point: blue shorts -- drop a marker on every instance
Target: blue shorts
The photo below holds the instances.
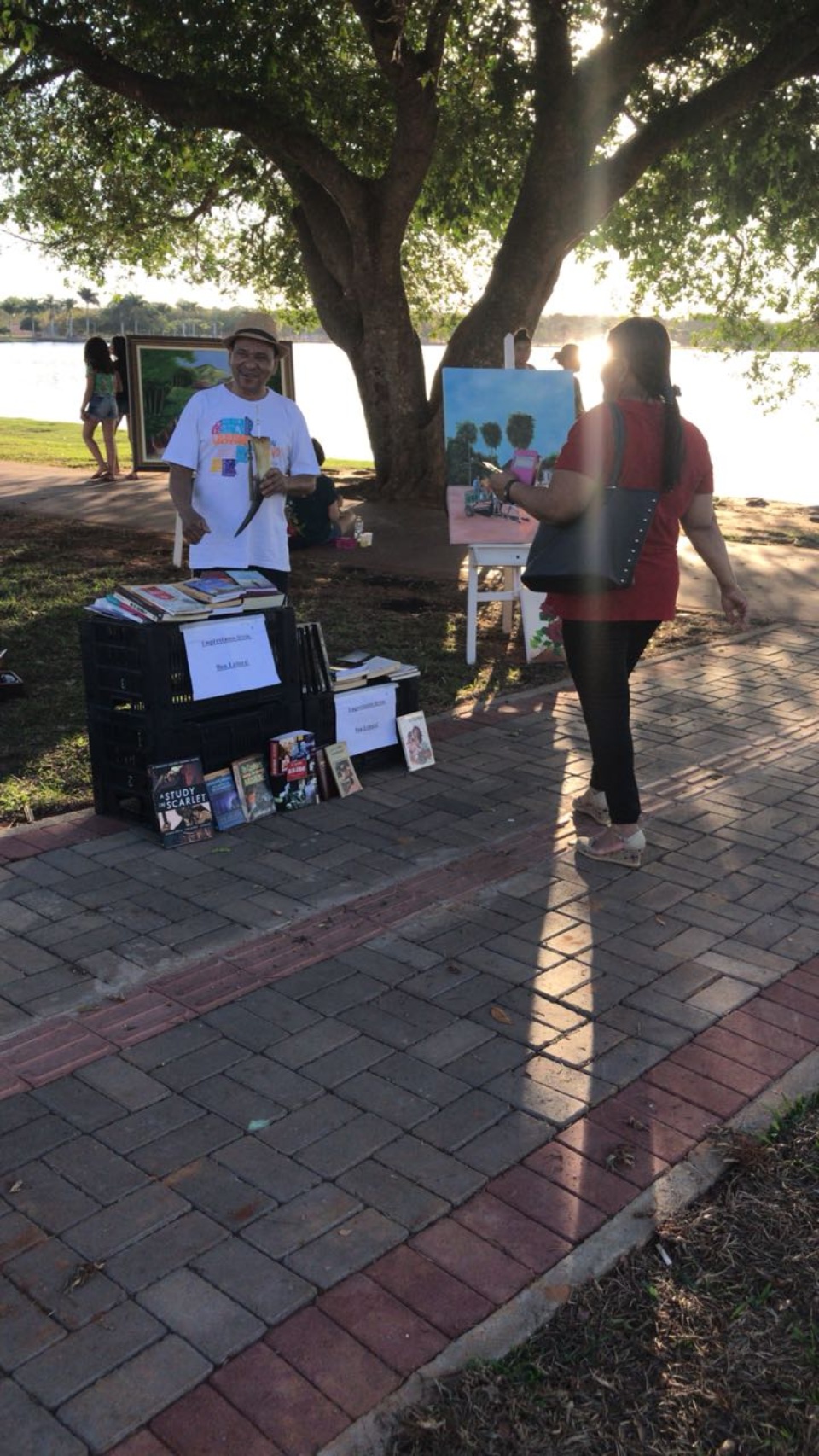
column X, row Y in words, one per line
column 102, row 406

+---+

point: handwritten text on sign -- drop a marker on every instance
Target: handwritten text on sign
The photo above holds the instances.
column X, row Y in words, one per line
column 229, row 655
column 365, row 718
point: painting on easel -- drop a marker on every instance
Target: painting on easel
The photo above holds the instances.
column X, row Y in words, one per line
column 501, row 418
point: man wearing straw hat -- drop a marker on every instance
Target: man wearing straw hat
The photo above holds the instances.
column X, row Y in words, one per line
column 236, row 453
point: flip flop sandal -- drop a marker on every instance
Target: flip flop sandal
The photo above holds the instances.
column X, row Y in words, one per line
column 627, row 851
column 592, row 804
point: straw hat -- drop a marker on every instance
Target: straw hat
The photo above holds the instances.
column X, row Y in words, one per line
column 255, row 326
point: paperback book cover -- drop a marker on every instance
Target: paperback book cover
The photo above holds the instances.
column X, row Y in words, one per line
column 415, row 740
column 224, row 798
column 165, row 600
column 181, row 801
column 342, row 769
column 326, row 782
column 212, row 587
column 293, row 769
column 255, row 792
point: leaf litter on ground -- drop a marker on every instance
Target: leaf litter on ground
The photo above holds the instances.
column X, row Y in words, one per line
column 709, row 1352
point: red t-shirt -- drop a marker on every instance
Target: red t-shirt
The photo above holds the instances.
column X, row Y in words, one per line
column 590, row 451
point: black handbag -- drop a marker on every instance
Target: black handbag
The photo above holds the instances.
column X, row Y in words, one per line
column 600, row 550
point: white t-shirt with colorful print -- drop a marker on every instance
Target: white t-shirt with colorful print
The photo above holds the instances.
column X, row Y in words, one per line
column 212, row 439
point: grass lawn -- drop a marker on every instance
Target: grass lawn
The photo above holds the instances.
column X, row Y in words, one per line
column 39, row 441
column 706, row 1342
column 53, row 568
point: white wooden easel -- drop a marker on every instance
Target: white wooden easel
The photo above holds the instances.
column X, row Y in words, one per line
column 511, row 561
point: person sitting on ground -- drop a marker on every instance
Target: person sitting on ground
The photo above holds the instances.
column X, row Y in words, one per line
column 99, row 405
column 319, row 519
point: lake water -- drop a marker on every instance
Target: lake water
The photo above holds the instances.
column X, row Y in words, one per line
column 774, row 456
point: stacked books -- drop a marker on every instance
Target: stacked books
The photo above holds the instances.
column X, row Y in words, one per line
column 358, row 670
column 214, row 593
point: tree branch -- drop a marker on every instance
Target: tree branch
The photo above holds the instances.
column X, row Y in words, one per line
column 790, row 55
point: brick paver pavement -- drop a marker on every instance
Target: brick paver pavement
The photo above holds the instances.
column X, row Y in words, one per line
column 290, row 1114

+---+

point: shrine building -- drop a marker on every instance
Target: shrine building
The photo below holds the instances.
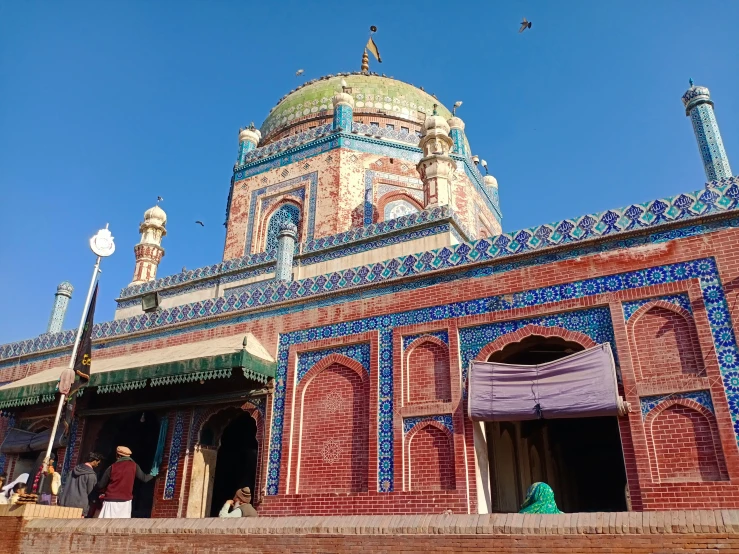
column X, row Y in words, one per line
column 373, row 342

+---+

## Task
Update the rows from the line with "point: man wearing" up to and including the line with "column 255, row 326" by replacing "straw hat" with "sun hat" and leaving everything else unchanged. Return only those lines.

## Solution to this exercise
point: man wearing sun hat -- drop a marker on every instance
Target: man wearing sun hat
The photo above holds the instances.
column X, row Y in words, one per line
column 236, row 453
point: flip flop sandal -- drop a marker on every instance
Target: flip flop sandal
The photo above holds the instances.
column X, row Y in words, one per line
column 627, row 851
column 592, row 804
point: sun hat -- drop a marker on every instance
Target: sun hat
The photo above holds the instances.
column X, row Y in words, one per line
column 255, row 326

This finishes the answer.